### WHAT IS NEEDED
Quote the rows below from the line with "Task: tag the white stucco" up to and including the line with "x=617, y=177", reproducing them character for character.

Point annotation rows
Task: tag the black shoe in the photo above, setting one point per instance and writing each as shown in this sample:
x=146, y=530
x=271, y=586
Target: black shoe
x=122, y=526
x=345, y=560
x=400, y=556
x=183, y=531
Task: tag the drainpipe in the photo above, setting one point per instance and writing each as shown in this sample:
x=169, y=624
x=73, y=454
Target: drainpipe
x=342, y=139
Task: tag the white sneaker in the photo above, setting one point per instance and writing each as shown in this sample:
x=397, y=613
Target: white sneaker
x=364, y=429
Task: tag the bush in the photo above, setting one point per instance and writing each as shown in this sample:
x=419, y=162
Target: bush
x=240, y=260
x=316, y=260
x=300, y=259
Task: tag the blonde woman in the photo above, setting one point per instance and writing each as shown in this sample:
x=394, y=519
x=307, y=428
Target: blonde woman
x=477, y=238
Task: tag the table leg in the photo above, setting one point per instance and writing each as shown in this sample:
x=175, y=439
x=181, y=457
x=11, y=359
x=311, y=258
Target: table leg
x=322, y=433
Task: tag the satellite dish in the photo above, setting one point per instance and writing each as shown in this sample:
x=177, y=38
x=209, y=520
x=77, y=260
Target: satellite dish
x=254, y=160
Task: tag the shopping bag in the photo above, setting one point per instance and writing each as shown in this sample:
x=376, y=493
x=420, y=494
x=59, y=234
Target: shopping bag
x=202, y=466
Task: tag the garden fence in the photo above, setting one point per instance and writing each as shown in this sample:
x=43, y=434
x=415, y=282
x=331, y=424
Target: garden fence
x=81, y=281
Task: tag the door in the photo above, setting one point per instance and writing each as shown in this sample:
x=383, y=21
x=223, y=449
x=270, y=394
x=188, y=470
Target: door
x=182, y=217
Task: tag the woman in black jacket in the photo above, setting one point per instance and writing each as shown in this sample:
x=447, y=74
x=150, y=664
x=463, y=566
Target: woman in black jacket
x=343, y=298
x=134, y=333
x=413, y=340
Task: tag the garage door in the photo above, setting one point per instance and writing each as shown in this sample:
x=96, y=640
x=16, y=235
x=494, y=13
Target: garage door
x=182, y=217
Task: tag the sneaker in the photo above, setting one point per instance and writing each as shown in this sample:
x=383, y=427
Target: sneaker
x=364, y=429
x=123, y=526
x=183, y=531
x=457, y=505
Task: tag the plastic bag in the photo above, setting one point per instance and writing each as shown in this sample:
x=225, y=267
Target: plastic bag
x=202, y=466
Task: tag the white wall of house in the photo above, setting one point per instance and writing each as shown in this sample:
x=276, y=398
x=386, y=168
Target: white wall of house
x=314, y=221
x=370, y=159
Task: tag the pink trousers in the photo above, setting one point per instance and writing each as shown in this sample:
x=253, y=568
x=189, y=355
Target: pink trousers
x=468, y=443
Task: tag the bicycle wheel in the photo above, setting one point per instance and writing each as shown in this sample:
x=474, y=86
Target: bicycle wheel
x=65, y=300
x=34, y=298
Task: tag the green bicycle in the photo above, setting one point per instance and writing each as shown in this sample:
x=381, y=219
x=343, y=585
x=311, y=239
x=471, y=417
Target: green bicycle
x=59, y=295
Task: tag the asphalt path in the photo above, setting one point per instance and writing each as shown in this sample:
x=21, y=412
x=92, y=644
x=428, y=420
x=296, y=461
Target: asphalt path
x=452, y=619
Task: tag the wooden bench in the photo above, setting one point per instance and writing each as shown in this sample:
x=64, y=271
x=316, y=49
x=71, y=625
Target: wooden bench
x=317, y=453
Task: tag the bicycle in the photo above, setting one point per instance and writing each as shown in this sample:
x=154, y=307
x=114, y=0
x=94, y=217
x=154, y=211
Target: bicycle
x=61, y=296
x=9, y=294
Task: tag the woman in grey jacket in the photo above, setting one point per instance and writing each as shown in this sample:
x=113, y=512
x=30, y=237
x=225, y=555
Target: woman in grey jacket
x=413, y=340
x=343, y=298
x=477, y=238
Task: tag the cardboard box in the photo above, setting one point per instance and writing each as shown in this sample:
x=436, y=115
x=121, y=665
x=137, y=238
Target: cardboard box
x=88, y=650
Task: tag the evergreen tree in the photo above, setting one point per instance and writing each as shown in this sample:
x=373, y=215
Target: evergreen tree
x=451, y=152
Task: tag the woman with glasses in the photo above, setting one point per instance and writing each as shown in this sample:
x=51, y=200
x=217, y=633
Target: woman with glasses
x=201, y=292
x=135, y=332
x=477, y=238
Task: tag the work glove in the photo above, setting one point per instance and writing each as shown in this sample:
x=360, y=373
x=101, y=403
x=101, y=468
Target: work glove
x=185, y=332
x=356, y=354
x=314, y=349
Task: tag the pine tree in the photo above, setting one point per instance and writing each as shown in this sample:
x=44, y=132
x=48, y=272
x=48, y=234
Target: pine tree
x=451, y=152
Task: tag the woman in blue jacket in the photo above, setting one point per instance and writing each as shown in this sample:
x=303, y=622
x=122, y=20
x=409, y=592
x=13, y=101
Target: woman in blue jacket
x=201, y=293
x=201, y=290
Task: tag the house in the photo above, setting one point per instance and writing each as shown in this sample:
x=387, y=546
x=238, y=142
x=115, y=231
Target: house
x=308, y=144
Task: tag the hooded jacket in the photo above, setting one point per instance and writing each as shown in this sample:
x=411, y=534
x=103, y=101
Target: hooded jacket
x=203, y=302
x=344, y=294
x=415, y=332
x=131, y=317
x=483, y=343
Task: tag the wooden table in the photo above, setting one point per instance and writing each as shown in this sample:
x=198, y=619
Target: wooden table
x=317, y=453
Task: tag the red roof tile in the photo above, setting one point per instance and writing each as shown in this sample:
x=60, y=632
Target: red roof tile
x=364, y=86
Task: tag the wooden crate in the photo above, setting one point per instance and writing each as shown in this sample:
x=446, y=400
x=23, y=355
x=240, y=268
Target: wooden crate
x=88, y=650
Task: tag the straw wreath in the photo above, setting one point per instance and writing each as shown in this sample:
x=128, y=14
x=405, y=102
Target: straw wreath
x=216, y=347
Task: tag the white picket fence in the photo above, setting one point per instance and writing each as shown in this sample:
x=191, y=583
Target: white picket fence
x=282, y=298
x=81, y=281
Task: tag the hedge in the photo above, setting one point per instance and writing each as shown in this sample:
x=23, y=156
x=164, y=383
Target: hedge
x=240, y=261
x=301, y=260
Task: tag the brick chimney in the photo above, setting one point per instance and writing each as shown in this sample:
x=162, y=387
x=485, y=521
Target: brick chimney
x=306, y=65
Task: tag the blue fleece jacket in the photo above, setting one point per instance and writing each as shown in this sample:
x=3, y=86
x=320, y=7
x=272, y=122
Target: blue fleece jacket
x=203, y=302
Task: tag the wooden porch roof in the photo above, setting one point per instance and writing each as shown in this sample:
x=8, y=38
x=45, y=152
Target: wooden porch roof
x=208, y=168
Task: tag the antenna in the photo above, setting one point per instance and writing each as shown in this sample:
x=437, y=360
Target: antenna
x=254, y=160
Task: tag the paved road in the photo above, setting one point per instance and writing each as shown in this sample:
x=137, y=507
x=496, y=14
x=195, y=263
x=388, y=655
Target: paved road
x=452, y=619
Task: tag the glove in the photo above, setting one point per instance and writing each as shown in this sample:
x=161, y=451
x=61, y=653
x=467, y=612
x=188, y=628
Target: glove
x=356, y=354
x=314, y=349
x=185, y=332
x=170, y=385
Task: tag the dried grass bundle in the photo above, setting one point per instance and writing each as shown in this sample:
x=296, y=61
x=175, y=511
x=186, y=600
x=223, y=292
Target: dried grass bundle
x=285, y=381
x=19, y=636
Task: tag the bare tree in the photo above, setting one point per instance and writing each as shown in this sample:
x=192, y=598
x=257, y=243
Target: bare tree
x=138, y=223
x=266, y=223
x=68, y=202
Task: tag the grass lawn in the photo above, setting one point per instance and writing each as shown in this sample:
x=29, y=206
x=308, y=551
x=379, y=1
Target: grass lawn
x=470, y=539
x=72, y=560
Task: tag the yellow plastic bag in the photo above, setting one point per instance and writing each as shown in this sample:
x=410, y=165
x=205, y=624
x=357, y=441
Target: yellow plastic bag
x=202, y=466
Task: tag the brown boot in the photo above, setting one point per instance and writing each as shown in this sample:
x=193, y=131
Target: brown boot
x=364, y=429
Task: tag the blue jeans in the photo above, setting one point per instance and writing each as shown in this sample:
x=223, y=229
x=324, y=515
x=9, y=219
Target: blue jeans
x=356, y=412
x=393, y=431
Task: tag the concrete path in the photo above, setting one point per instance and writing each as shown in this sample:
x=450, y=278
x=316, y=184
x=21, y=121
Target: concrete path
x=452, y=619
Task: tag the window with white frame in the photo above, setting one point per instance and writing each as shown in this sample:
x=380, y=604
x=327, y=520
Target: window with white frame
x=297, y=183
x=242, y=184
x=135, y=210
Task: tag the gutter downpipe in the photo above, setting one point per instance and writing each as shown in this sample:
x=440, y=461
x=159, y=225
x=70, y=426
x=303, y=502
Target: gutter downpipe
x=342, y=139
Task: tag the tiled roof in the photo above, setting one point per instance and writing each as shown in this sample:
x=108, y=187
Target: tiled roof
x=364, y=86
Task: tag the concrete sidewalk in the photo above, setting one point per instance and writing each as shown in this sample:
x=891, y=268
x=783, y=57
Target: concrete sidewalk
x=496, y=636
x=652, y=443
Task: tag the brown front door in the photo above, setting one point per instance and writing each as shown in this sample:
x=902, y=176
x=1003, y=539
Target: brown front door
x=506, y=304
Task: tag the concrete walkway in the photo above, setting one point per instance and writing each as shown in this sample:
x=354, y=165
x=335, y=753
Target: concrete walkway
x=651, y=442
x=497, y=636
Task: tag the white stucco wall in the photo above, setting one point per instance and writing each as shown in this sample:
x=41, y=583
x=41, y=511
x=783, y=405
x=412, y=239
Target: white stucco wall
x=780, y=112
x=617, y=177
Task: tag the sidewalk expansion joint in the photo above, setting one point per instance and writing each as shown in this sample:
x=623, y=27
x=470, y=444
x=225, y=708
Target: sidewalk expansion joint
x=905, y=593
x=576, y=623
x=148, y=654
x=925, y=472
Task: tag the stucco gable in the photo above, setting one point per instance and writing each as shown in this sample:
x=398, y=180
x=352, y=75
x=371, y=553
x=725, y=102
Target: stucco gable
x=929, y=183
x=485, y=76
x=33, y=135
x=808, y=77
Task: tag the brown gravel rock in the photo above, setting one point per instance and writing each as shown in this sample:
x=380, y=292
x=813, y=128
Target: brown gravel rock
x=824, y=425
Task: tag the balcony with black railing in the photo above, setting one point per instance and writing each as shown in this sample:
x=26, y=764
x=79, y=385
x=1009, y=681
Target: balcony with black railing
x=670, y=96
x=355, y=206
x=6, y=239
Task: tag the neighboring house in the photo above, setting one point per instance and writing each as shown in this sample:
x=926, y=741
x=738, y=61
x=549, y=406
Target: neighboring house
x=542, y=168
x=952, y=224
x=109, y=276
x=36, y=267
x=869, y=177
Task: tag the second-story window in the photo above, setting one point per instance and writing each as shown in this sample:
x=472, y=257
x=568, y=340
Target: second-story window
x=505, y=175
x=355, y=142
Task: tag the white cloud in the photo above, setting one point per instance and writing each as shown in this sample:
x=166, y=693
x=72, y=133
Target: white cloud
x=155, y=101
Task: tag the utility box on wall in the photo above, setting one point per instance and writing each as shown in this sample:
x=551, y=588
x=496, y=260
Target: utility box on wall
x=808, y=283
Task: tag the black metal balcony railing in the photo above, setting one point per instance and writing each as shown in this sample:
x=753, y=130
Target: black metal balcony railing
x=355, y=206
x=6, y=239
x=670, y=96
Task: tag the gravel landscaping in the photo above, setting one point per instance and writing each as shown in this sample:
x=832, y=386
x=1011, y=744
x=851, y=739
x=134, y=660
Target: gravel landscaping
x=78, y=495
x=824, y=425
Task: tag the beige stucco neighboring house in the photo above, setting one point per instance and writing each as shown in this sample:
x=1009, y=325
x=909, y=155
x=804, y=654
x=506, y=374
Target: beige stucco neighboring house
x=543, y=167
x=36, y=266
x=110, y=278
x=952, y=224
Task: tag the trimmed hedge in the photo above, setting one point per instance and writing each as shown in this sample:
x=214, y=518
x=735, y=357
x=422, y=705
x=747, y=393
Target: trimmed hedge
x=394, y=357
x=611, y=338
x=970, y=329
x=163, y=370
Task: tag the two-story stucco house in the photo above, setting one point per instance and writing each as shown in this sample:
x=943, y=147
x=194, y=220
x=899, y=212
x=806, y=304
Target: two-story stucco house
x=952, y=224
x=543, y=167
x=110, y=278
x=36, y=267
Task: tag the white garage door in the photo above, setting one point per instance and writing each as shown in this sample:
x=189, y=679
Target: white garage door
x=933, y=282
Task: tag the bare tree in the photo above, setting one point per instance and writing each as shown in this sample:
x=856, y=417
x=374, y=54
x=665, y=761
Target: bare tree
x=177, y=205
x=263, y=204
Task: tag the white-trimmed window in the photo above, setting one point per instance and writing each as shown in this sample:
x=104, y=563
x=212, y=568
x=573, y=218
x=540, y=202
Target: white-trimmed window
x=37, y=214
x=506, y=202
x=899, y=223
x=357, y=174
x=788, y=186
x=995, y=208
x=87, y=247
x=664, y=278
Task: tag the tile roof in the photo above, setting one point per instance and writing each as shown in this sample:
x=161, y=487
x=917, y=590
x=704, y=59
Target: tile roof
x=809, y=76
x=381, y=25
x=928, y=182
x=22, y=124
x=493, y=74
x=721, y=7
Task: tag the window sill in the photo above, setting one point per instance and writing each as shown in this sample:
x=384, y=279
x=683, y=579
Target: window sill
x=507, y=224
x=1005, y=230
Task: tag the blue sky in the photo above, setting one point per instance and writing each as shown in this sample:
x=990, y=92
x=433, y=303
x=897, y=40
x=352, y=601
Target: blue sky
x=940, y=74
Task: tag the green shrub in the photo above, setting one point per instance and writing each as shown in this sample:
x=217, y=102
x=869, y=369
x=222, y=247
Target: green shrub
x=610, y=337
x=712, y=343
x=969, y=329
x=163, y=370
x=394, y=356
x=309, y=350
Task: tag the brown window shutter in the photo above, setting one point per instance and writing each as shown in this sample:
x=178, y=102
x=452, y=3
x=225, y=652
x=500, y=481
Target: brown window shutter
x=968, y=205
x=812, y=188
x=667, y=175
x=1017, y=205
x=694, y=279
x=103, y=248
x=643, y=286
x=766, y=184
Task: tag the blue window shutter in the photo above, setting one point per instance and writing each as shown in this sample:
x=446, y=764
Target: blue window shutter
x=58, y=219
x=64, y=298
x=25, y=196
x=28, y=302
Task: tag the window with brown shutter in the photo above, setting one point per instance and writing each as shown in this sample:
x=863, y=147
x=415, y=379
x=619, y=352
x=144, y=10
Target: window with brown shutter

### TASK OUTPUT
Task: tag the white stucco wall in the photo above, setting one point per instance and writing each as shown in this sample:
x=41, y=583
x=41, y=511
x=783, y=405
x=412, y=239
Target: white stucco wall
x=780, y=112
x=617, y=177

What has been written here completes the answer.